═════ SOURCE MATERIAL ═════

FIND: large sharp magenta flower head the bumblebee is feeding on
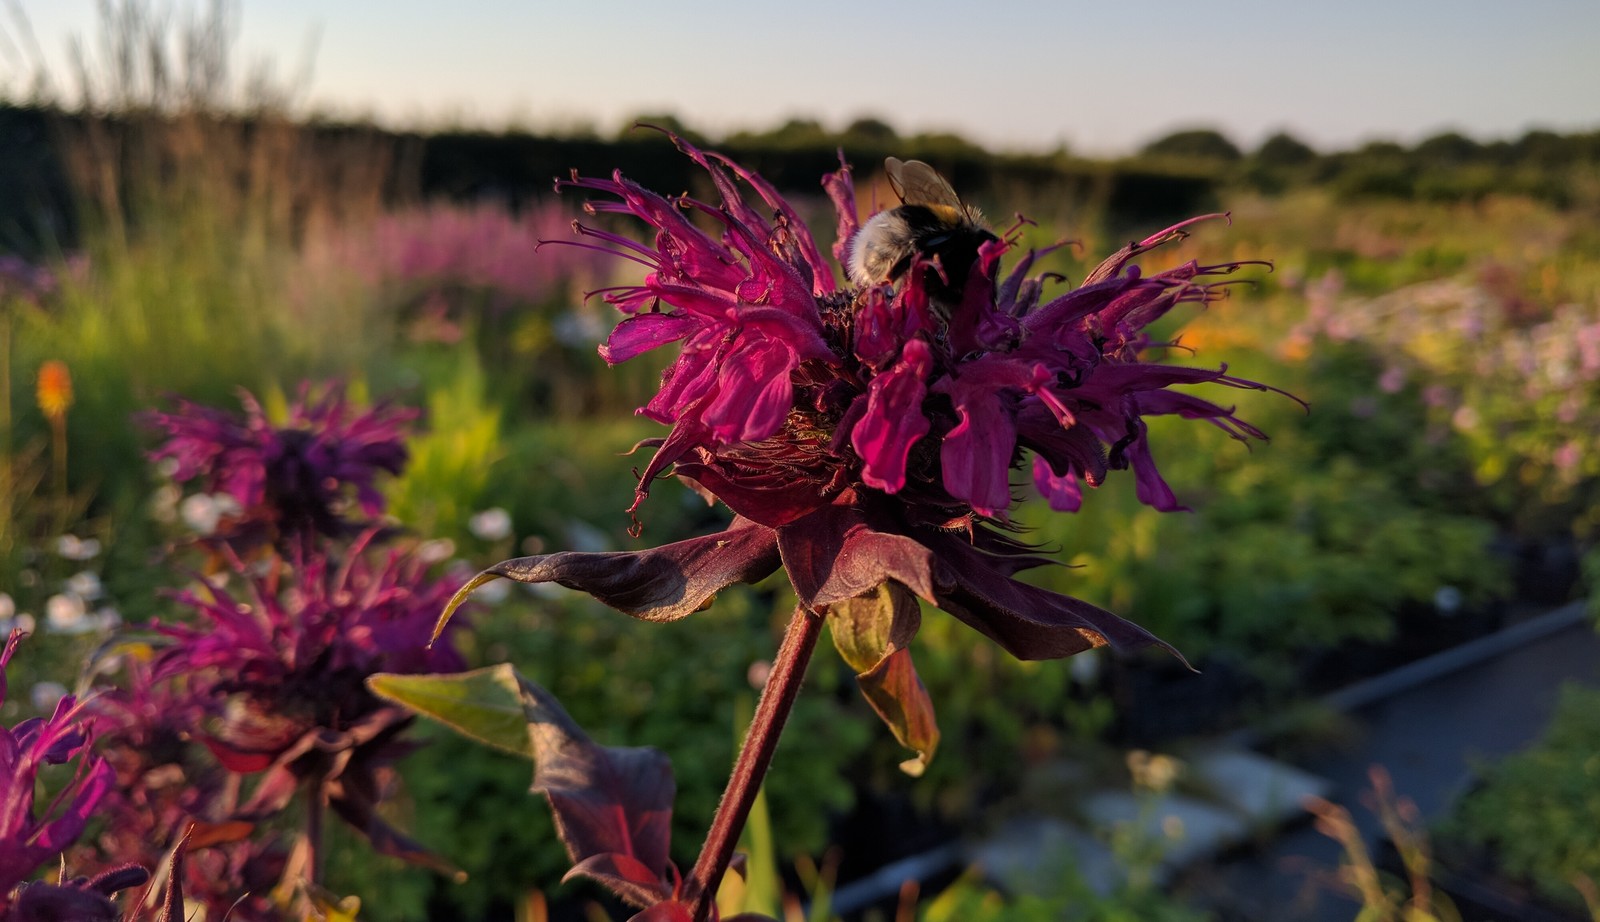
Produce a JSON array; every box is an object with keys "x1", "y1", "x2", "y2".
[{"x1": 562, "y1": 141, "x2": 1264, "y2": 528}]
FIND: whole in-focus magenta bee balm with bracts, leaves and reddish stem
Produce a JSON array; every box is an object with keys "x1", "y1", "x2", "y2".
[{"x1": 373, "y1": 131, "x2": 1275, "y2": 922}]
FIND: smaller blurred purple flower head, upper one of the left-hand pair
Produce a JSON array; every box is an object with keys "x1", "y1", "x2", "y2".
[{"x1": 147, "y1": 386, "x2": 416, "y2": 547}]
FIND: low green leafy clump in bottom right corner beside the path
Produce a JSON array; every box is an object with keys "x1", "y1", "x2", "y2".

═════

• WORK TASK: Take from the material above every line that includes the word "head".

• OUTPUT FOR THIS EXERCISE:
FIND: large sharp magenta flower head the bumblebee is feeding on
FIND: smaller blurred purple flower head, upper one of the left-hand pair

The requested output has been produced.